(Stored items)
━━━━━━━━━━━━━━━━━━━━

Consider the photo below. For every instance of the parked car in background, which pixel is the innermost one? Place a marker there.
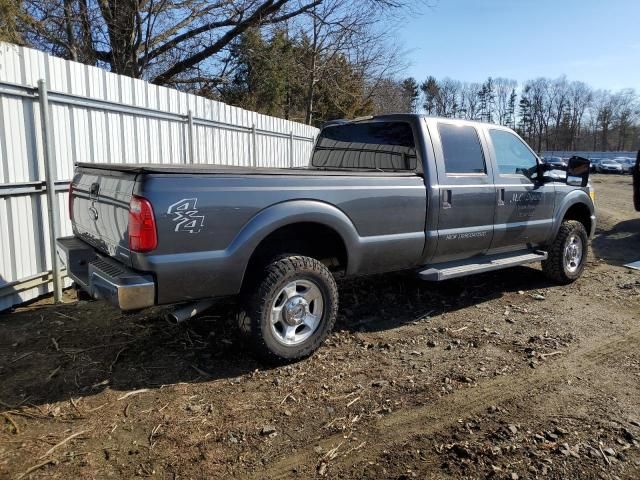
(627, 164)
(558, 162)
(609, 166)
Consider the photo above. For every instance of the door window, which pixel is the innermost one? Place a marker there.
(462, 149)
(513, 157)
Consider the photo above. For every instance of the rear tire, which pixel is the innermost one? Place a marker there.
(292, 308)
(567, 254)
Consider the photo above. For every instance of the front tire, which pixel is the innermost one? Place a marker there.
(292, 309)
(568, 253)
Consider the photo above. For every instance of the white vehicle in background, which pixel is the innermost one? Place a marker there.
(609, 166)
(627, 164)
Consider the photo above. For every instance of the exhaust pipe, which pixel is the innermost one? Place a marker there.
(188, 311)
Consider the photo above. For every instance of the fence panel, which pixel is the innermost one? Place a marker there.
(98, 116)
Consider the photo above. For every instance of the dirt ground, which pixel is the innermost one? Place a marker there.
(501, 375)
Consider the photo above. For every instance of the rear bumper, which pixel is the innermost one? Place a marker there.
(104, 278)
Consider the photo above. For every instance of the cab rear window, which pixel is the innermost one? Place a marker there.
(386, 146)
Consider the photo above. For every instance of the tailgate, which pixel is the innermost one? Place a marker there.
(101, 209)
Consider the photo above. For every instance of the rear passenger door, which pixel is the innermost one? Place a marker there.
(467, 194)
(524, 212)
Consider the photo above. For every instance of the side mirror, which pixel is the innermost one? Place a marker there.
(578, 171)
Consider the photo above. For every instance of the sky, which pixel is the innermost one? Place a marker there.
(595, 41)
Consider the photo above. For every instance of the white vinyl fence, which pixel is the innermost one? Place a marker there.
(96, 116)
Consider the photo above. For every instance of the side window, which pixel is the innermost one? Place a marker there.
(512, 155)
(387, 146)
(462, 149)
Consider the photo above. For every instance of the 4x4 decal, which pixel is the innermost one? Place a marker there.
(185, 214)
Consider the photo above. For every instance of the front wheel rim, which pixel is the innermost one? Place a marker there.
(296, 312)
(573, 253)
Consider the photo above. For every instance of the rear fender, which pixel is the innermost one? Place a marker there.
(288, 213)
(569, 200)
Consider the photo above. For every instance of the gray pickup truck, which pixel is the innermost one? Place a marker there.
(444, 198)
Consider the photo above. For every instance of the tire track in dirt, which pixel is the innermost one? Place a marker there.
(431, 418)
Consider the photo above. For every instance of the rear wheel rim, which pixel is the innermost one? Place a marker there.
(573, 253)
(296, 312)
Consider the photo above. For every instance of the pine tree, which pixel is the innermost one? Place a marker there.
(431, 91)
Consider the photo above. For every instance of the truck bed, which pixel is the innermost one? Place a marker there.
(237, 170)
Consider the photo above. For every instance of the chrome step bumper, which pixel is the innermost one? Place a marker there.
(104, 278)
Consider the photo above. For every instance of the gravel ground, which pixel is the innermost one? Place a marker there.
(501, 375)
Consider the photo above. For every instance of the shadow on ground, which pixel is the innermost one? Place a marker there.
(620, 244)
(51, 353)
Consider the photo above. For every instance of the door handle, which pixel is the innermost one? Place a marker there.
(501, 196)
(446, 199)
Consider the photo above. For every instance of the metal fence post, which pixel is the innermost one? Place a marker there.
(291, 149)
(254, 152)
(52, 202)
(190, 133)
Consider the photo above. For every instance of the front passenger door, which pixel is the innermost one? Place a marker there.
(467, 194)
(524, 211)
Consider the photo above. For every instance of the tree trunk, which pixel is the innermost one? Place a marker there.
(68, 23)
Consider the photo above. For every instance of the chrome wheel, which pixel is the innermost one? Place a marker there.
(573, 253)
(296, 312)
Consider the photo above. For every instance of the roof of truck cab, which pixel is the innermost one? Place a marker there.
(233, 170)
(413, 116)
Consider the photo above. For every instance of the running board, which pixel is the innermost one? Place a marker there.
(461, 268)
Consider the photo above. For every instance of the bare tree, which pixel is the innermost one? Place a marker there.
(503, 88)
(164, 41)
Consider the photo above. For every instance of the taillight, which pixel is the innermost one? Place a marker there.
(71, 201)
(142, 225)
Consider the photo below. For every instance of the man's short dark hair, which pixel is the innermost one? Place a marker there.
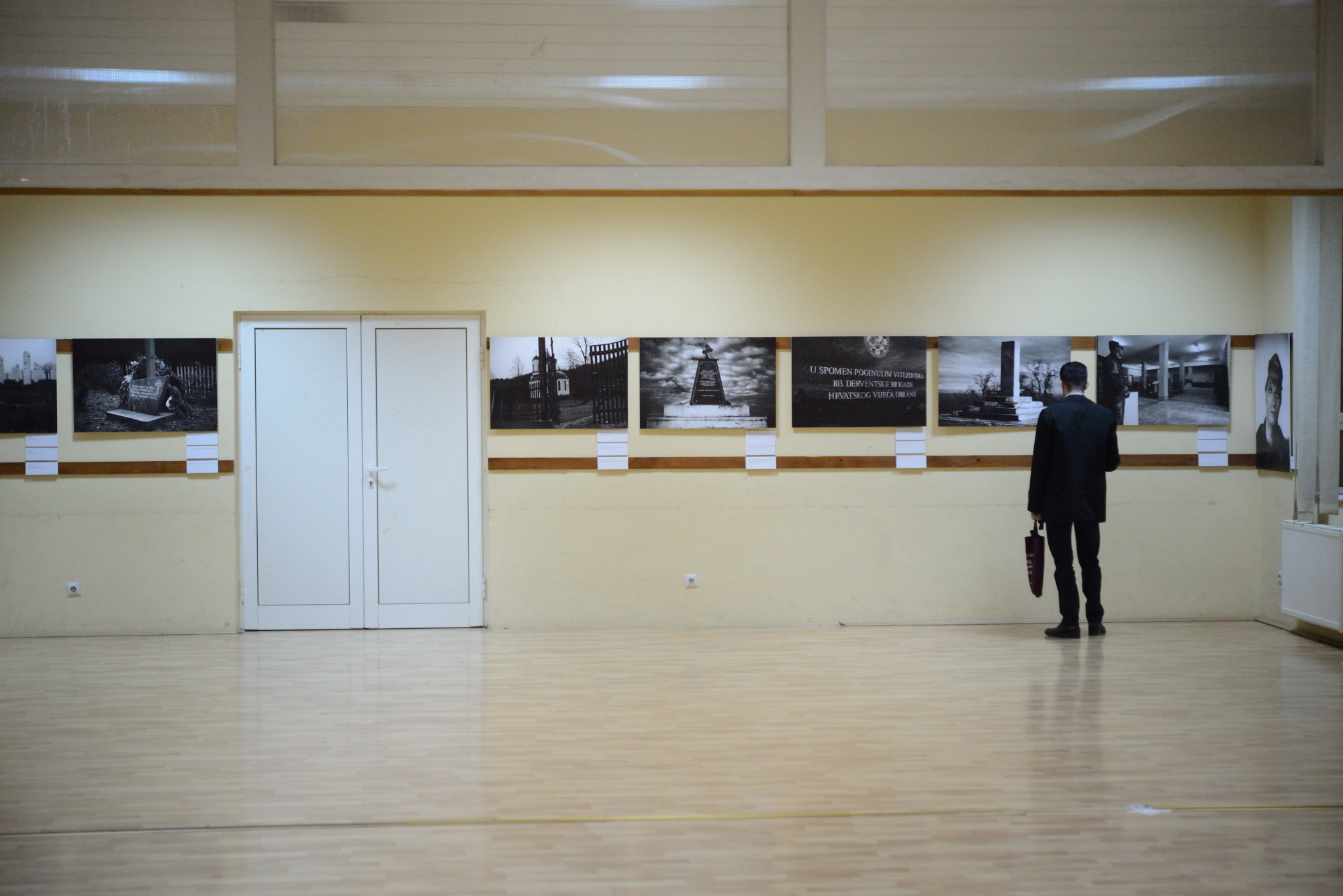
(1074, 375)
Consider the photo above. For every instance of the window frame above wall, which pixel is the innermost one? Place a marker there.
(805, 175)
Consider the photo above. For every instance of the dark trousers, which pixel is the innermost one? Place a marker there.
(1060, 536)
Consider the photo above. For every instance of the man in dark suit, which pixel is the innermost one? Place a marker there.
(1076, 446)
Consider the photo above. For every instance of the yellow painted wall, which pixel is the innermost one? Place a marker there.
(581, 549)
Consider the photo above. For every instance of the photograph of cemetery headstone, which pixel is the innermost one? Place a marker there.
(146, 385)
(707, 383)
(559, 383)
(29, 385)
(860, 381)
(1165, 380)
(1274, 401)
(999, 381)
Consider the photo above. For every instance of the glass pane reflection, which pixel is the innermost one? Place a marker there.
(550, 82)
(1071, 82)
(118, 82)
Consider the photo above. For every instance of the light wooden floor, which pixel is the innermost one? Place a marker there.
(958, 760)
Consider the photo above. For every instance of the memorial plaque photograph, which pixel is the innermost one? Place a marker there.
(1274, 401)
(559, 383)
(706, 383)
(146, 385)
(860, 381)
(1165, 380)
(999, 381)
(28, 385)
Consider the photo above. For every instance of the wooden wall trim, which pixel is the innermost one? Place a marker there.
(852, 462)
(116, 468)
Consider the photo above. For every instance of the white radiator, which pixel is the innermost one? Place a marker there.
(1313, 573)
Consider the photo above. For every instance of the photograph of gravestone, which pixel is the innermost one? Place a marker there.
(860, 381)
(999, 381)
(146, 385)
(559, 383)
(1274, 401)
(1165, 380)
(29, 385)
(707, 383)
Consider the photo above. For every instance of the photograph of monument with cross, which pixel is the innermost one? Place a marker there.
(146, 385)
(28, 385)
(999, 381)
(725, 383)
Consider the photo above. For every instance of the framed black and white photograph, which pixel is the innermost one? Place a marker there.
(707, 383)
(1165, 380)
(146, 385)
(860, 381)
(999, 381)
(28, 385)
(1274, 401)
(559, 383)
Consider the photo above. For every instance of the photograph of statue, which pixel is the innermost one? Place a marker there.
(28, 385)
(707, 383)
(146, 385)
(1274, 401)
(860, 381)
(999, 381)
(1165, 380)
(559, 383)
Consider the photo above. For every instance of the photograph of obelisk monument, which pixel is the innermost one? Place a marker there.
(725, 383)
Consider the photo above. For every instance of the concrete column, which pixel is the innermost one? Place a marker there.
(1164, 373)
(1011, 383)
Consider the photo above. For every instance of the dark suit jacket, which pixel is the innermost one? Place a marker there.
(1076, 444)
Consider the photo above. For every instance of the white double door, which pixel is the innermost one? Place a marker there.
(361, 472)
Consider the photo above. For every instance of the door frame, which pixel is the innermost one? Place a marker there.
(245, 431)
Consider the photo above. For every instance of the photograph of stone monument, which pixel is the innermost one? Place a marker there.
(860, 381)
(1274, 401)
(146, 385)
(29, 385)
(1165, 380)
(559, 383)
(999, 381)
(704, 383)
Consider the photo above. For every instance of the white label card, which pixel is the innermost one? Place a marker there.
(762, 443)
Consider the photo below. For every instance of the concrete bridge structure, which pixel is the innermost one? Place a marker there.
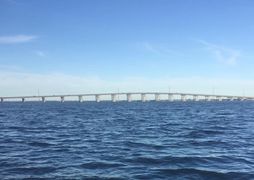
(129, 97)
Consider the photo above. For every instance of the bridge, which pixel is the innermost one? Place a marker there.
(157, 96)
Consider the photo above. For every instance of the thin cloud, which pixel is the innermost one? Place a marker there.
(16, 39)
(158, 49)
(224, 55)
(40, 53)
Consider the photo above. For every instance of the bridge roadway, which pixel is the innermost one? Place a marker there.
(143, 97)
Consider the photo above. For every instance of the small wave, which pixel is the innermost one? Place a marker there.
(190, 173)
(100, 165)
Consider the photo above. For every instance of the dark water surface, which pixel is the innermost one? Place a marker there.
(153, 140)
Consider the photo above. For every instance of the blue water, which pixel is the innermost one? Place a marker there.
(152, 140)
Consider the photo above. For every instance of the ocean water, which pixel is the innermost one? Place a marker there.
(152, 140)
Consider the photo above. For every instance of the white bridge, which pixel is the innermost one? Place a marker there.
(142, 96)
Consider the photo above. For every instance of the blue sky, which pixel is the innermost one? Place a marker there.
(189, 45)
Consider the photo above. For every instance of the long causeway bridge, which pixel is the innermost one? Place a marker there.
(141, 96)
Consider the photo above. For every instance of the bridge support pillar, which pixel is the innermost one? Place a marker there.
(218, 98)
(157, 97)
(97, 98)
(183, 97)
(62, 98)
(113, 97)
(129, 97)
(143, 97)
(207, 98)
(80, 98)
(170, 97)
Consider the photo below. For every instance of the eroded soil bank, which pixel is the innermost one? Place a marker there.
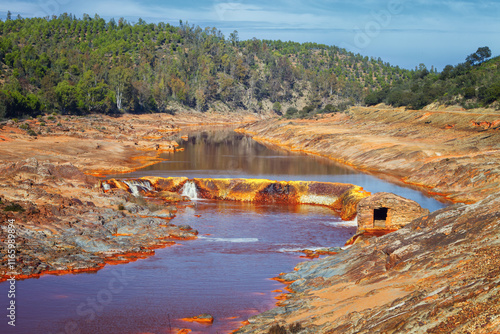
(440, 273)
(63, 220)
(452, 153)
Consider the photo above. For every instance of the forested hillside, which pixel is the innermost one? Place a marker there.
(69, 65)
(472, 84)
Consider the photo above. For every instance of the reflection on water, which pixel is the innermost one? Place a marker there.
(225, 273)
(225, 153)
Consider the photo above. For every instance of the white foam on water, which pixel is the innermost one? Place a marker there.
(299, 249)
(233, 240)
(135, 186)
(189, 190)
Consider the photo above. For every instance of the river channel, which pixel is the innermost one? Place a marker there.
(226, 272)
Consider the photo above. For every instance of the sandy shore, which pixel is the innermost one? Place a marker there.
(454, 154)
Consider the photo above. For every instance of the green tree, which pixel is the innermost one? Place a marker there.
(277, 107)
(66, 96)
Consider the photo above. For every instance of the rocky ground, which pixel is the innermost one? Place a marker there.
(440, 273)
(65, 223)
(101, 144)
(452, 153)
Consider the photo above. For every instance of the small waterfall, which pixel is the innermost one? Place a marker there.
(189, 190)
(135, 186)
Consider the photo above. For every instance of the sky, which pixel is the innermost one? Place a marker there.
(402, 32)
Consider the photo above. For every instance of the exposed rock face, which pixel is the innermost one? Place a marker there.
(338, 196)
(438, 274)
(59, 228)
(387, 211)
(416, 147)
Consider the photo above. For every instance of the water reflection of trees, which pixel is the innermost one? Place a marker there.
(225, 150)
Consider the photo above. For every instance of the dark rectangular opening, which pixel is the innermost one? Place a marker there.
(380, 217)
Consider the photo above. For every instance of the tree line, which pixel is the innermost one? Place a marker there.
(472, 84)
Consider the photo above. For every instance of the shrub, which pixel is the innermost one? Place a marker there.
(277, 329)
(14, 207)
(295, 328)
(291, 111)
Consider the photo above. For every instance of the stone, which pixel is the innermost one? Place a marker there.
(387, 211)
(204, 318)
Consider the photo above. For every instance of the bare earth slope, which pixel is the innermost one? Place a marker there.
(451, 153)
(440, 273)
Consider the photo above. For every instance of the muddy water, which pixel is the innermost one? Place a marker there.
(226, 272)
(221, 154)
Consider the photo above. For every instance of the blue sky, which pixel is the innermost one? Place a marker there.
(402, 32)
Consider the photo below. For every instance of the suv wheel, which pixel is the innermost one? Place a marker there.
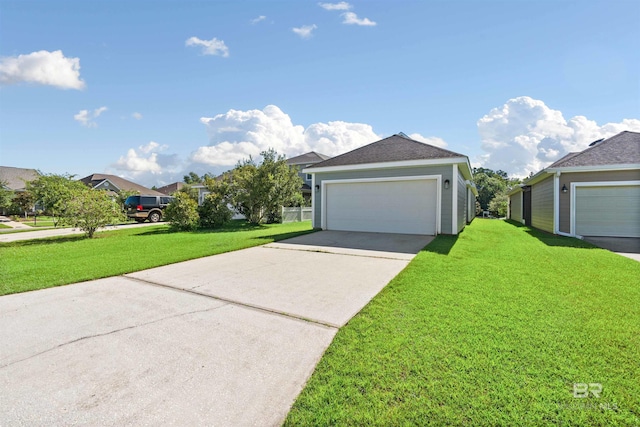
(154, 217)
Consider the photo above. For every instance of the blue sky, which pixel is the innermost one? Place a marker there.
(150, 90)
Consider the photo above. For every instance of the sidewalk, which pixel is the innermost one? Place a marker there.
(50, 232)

━━━━━━━━━━━━━━━━━━━━

* **WORK INSTRUCTIONS**: Please copy the material above word for word, starting at the line that contains "photograph of monument" and stopping after the line that contains "(1076, 444)".

* **SOLVED PROBLEM**:
Consider the photo above. For every instance of the photograph of monument with cross, which pixel is the innermost one? Place a marker there.
(146, 385)
(28, 385)
(999, 381)
(725, 383)
Consider the photo above. For every instance of the framed black and white photograph, which pixel is the innermost one? Place a marker there.
(707, 383)
(1165, 380)
(146, 385)
(860, 381)
(999, 381)
(28, 385)
(1274, 401)
(559, 383)
Consider the photo above. For every instance of the photograph of statue, which pixel is the innermost one? Place a marker there.
(28, 385)
(707, 383)
(146, 385)
(1274, 401)
(860, 381)
(999, 381)
(1165, 380)
(559, 383)
Consider the photo above. For every instance of the photograph of obelisk monument, which pixel is the innermost one? Place a marker there.
(725, 383)
Consider the photo above. For every instance of the concrete column, which pixel is the innermost one? Place a marker there.
(1164, 373)
(1011, 383)
Consider the photo above. For every instance of the dark suit jacket, which pixel is the innermost one? Place a marker there.
(1076, 444)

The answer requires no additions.